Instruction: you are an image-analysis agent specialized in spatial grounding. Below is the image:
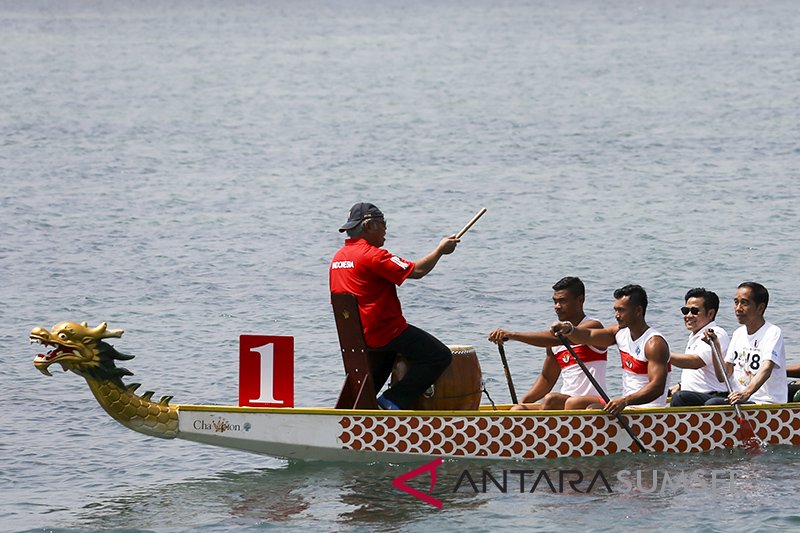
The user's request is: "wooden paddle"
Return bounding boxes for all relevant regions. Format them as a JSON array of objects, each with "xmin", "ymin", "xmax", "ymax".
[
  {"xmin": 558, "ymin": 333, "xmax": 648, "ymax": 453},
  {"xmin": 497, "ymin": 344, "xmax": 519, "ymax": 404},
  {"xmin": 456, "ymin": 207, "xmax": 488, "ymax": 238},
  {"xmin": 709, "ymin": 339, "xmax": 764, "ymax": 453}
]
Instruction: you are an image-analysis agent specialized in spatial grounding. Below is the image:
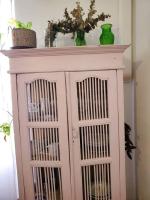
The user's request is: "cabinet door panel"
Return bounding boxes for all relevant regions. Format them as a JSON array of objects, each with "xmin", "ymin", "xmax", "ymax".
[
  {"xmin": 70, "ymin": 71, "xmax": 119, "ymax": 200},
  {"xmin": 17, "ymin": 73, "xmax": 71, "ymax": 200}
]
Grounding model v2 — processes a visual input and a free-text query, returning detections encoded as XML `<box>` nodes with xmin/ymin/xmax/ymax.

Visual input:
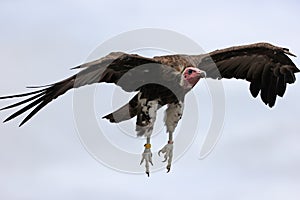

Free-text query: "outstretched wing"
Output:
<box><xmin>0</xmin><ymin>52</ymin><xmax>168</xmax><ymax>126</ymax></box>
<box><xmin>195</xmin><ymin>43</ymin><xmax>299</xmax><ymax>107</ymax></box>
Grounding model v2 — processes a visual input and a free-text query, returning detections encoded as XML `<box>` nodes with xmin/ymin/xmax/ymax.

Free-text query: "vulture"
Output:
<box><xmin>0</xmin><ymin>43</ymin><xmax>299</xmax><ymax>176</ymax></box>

■ ■ ■ ■ ■

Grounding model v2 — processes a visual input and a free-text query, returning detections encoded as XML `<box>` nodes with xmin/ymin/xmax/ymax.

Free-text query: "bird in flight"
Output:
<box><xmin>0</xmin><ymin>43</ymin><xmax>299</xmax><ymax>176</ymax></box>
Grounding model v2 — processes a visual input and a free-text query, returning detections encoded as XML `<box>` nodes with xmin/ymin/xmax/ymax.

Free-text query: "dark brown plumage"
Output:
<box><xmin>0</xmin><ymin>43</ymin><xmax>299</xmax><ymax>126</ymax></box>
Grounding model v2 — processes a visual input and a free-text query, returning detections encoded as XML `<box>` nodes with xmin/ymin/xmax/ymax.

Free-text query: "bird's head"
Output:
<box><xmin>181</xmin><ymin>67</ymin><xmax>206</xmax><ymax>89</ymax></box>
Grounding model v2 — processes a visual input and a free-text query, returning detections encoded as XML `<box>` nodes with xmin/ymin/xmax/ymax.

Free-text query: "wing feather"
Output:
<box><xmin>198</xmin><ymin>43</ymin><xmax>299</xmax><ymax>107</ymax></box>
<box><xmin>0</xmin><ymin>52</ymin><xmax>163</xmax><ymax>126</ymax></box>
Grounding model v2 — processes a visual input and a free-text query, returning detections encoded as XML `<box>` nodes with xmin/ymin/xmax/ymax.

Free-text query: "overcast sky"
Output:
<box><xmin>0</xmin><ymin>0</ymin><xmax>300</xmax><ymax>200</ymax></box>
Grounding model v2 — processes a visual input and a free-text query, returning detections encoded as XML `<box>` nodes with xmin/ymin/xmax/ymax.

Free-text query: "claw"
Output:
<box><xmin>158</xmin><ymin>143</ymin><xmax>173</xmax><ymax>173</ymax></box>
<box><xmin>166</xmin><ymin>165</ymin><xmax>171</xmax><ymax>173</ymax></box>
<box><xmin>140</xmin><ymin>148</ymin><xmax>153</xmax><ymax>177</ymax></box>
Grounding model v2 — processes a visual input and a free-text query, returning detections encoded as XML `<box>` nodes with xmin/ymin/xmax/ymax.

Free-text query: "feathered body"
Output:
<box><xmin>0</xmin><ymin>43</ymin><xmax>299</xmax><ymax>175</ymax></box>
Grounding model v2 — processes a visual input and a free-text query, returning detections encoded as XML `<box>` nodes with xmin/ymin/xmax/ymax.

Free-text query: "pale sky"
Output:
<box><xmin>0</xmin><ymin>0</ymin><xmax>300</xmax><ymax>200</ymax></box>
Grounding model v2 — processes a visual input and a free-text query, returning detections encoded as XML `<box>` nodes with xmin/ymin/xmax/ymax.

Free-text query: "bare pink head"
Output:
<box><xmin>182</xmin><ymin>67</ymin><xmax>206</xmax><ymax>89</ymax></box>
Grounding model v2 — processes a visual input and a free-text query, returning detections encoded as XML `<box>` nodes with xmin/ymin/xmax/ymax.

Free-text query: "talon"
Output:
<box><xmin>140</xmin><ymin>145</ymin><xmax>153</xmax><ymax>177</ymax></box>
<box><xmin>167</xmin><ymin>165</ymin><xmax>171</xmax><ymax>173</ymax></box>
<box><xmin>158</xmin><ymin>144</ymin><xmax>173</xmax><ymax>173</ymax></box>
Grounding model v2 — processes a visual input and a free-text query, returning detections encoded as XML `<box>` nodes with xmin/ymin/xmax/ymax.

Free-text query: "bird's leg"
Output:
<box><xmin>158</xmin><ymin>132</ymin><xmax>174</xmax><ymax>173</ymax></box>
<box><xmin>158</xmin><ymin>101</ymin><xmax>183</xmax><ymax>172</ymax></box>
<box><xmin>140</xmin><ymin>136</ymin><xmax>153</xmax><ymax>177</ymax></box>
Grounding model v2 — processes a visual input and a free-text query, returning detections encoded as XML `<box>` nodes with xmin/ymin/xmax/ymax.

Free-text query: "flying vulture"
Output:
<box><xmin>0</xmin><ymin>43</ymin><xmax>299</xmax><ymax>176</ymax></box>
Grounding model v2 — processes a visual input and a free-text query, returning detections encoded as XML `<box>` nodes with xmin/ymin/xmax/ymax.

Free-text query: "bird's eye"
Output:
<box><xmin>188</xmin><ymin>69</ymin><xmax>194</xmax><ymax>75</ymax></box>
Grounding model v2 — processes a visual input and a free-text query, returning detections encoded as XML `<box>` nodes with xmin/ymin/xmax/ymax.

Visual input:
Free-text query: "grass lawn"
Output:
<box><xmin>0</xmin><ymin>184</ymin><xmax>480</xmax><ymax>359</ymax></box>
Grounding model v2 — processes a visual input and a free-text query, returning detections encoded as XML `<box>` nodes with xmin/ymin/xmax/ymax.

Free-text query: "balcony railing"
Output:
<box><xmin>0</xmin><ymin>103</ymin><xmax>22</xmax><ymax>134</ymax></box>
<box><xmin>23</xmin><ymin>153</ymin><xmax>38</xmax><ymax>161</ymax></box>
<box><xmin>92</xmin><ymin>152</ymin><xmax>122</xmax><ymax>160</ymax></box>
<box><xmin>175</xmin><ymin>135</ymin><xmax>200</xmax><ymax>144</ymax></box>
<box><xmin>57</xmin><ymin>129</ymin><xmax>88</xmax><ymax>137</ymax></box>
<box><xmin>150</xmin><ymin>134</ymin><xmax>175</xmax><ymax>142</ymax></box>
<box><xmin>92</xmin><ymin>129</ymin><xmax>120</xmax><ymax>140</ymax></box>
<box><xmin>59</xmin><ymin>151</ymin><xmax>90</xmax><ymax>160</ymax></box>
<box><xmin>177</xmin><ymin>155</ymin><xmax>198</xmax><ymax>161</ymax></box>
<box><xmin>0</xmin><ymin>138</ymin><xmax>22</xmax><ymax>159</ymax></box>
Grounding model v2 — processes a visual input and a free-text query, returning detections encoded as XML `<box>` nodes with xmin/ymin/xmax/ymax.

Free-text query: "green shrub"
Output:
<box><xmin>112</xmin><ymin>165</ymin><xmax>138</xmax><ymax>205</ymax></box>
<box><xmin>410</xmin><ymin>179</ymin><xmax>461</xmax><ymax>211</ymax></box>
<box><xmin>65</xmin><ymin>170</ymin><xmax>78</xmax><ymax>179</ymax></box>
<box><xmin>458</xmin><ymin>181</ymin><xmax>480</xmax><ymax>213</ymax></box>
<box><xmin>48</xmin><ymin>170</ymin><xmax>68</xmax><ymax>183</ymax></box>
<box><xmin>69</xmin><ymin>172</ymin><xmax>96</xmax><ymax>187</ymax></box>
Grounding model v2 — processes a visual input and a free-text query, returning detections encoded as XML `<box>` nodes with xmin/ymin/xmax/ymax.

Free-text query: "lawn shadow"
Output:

■ ■ ■ ■ ■

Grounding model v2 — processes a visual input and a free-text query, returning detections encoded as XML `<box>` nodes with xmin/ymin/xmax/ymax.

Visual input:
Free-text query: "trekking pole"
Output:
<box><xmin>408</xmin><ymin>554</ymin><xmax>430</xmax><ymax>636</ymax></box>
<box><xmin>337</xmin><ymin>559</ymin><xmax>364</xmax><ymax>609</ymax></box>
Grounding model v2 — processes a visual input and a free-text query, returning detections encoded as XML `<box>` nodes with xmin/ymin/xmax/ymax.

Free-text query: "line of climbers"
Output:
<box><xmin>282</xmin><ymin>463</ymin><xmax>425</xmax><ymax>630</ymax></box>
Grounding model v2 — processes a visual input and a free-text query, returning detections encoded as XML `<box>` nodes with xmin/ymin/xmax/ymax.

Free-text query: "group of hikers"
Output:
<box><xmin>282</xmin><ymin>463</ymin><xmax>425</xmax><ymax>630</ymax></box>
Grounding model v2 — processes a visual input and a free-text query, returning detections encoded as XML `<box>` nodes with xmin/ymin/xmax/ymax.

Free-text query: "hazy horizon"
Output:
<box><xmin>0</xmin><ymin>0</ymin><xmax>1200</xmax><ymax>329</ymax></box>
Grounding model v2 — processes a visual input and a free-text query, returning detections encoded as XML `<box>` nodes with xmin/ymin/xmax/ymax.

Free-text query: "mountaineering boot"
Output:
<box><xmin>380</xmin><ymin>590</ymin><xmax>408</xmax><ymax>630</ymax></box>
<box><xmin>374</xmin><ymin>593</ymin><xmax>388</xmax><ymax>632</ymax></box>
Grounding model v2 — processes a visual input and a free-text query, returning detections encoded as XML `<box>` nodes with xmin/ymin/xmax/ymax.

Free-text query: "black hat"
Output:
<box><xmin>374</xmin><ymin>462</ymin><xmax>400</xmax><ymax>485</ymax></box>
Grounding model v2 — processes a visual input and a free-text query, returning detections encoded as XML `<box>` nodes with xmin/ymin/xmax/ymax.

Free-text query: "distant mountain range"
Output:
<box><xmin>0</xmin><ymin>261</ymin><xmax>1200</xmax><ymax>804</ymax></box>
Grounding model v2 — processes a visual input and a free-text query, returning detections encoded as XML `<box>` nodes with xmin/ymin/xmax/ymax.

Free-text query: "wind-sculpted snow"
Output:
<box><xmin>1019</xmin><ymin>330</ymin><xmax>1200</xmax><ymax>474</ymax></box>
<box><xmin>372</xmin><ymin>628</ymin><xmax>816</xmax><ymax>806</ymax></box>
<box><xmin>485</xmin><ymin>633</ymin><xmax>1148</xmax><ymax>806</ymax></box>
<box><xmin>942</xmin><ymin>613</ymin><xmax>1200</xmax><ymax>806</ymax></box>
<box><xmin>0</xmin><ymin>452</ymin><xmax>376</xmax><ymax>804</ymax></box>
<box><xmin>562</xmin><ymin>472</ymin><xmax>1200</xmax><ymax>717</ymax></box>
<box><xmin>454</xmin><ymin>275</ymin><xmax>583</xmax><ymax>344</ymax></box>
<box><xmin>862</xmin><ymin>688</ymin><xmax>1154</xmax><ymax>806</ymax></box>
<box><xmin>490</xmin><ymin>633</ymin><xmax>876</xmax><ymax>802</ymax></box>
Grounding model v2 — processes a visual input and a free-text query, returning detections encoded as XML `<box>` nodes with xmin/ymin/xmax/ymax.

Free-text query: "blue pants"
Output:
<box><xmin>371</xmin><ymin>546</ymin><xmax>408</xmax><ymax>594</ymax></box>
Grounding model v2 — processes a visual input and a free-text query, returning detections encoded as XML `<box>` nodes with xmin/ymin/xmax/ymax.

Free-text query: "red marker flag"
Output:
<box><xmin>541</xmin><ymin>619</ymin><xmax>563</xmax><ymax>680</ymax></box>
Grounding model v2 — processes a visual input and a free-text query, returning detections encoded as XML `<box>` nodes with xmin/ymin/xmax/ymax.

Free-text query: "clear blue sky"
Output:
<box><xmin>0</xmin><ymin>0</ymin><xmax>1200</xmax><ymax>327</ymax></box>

■ ■ ■ ■ ■

### WORK REQUIRED
Return each line from the listing above that contains the word "request", copied in full.

### ANSWER TO THIS EXERCISE
The user's request is: "wooden paddle"
The user's request is: "cabinet door panel"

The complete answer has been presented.